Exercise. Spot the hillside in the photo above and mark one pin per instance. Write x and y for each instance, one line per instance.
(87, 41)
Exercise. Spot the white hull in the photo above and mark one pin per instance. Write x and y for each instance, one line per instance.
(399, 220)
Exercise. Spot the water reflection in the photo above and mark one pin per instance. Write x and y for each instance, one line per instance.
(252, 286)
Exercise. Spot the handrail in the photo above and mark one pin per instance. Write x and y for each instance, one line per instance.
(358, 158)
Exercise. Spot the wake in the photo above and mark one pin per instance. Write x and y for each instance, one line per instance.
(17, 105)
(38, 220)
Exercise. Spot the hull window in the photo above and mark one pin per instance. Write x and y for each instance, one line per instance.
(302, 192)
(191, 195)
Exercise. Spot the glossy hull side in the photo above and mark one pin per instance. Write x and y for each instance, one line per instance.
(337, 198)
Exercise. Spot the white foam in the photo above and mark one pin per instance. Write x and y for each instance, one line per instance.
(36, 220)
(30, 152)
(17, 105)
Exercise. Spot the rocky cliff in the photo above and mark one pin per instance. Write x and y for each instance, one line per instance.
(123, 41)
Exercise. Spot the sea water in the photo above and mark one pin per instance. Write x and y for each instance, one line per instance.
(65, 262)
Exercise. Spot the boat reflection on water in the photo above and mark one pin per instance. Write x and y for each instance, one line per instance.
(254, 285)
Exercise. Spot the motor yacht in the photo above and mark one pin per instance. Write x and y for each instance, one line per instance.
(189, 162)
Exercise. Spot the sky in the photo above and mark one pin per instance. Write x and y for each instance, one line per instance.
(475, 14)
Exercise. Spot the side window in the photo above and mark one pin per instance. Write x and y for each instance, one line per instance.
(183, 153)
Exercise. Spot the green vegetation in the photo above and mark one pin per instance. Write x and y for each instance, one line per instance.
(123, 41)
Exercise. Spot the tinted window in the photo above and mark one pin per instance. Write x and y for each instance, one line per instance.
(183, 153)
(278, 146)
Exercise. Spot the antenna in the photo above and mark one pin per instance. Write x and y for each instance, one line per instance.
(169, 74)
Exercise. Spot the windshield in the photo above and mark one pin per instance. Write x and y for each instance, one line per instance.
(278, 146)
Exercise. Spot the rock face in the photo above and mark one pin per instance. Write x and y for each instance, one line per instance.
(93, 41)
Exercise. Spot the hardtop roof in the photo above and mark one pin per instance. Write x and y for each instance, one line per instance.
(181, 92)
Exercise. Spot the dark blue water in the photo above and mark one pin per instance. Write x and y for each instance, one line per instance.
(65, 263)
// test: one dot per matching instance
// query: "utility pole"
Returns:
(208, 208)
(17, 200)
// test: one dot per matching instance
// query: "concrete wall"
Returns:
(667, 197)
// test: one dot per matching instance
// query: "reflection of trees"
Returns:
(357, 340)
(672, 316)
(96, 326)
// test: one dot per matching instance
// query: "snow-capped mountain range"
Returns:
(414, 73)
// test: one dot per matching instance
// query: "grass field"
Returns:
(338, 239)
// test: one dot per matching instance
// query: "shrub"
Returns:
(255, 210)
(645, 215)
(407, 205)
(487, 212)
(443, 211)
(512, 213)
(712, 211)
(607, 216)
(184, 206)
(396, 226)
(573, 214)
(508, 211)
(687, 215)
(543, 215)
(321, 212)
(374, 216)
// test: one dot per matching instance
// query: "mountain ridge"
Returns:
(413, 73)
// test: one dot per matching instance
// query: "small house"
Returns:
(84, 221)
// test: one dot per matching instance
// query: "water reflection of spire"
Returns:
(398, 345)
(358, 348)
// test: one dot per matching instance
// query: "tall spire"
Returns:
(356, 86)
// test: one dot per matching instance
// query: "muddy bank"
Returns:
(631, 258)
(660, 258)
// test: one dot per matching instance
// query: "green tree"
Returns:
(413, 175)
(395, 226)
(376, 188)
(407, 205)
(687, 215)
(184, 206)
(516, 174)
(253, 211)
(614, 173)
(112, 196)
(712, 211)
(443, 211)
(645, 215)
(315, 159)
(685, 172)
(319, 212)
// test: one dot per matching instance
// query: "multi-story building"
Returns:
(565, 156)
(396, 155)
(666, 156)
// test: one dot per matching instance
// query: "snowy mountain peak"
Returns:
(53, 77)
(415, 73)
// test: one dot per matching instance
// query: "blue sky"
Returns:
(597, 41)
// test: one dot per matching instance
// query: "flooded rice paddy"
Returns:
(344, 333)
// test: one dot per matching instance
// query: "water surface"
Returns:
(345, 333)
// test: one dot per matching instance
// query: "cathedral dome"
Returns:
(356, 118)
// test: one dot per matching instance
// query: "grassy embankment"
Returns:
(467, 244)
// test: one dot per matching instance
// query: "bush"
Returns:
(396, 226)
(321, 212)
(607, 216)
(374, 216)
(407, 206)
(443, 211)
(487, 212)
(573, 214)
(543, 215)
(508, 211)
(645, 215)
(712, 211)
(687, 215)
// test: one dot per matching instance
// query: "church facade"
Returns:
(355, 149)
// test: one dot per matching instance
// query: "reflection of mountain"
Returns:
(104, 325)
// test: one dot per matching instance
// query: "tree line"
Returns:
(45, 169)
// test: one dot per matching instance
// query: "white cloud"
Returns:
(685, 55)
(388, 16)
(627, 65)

##########

| STATED TASK |
Print the listing above in its entirety, with every line exact.

| OUTPUT OF THE TASK |
Exercise. Spot the hillside in the photo above and mark one pin per instance. Write x and y for each instance, one line per instance.
(87, 41)
Exercise. Spot the white hull in the photo above and mark one pin per instance. Write x and y for each instance, one line per instance.
(399, 220)
Exercise. Spot the water reflection in the photo above and mark one pin per instance. Write x and y for each instance, one line per instance.
(252, 286)
Exercise. Spot the handrail in the photo above and mark one pin per instance. Write x and y for each instance, one line per instance.
(358, 158)
Exercise. Spot the wake in the photo above and mark one pin per instance. Write x and y for each instance, one line per instance.
(17, 105)
(38, 220)
Exercise. Spot the hull window in the photo above and mark one pin per instance. Write x and y for each instance, one line per instance.
(302, 192)
(191, 195)
Exercise. Spot the glossy hull side in the photo above and mark one pin per instance. Write x and y for each instance, one line per instance.
(337, 198)
Exercise. Spot the white foam in the photo above and mark one pin per instance. Write x and y for each instance, one line per instance.
(36, 220)
(30, 152)
(17, 105)
Exercise. Spot the rocky cliff in the photo above and mark one pin per instance. Write x and y for each instance, one line per instance.
(123, 41)
Exercise. Spot the sea water in the photo above and mark one pin per instance. Write x and y for each instance, one line per instance.
(65, 262)
Exercise. Spot the boat reflection on water in the photo above and mark one pin per instance. Write x and y for each instance, one line per instance.
(254, 285)
Exercise. Spot the motor yacht in the photo above and mark one pin per instance. Write x and y for each instance, one line per instance.
(189, 162)
Exercise. Spot the sky in the photo above and mark one pin per instance. Write x and y for each instance, one line per instance.
(475, 14)
Exercise. Spot the side window in the photo above and mark one pin per instance. Write x and y for each instance, one line per instance.
(183, 153)
Exercise. Spot the green vegetation in the photo above and mark one pin per instance. Write x and y for each instance, one line per instance.
(123, 41)
Exercise. Spot the tinted window in the photo above and mark one pin per instance. Write x and y for each instance, one line per instance.
(183, 153)
(278, 146)
Exercise. Spot the antenna in the photo above and mark one pin per instance. Write x and y for each instance, one line per instance.
(169, 74)
Exercise. Spot the windshield in the photo above and mark one pin per instance. Write x and y for each instance, one line per instance.
(278, 146)
Exercise. Spot the rock face in the photo above and mark one pin per instance. Write x and y for each instance, one line per instance.
(93, 41)
Exercise. Spot the hardtop roof in the photo above and mark one pin per instance. Write x and y for each instance, one line per instance.
(181, 92)
Exercise. Spot the dark blue water in the photo above and mark one pin per instance. Write x and y for each instance, one line per instance.
(65, 263)
// test: one dot per matching instance
// query: "utility pole"
Returns:
(208, 208)
(17, 200)
// test: one dot per matching instance
// query: "concrete wall"
Returns:
(667, 197)
// test: one dot per matching instance
// query: "reflection of trees"
Returns:
(357, 340)
(672, 316)
(96, 326)
// test: one dot per matching instance
// query: "snow-capped mountain range"
Returns:
(414, 73)
// test: one dot per matching instance
// query: "grass field"
Returns:
(338, 239)
// test: one dot per matching instance
// query: "shrub"
Returns:
(255, 210)
(645, 215)
(407, 205)
(487, 212)
(443, 211)
(512, 213)
(712, 211)
(607, 216)
(184, 206)
(396, 226)
(573, 214)
(508, 211)
(687, 215)
(543, 215)
(321, 212)
(374, 216)
// test: one dot per matching instance
// query: "mountain ridge"
Returns:
(413, 73)
// test: one dot per matching instance
// query: "small house"
Returns:
(84, 221)
// test: one dot per matching instance
// query: "water reflection of spire"
Returns:
(398, 345)
(358, 348)
// test: one dot per matching instance
// query: "tall spire"
Returns:
(356, 86)
// test: one dot per matching instance
// query: "muddy bank"
Returns:
(631, 258)
(660, 258)
// test: one dot per matching instance
// query: "green tree"
Returns:
(413, 175)
(395, 226)
(376, 188)
(407, 205)
(687, 215)
(184, 206)
(516, 174)
(253, 211)
(614, 173)
(112, 196)
(712, 211)
(443, 211)
(645, 215)
(315, 159)
(685, 172)
(319, 212)
// test: one dot per matching instance
// query: "multi-story building"
Returns:
(565, 156)
(396, 155)
(666, 156)
// test: one dot per matching instance
// query: "snowy mountain peak"
Returns:
(53, 77)
(415, 73)
// test: one dot per matching instance
// query: "blue sky"
Returns:
(597, 41)
// test: one dot per matching instance
// query: "flooded rice paddy"
Returns:
(344, 333)
// test: one dot per matching instance
// query: "water surface"
Returns:
(345, 333)
// test: one dot per matching instance
// query: "cathedral dome"
Returns:
(356, 118)
// test: one dot per matching instance
// query: "grassy embankment"
Returns:
(467, 244)
// test: one dot per matching instance
// query: "bush"
Returns:
(396, 226)
(321, 212)
(607, 216)
(374, 216)
(407, 206)
(443, 211)
(487, 212)
(573, 214)
(543, 215)
(508, 211)
(645, 215)
(712, 211)
(687, 215)
// test: one dot per matching instance
// query: "church facade"
Returns:
(355, 149)
// test: one dot per matching instance
// query: "reflection of mountain"
Returns:
(104, 325)
// test: one dot per matching instance
// query: "tree line"
Returns:
(45, 169)
// test: one dot per matching instance
// query: "white cloud"
Returns:
(685, 55)
(388, 16)
(627, 65)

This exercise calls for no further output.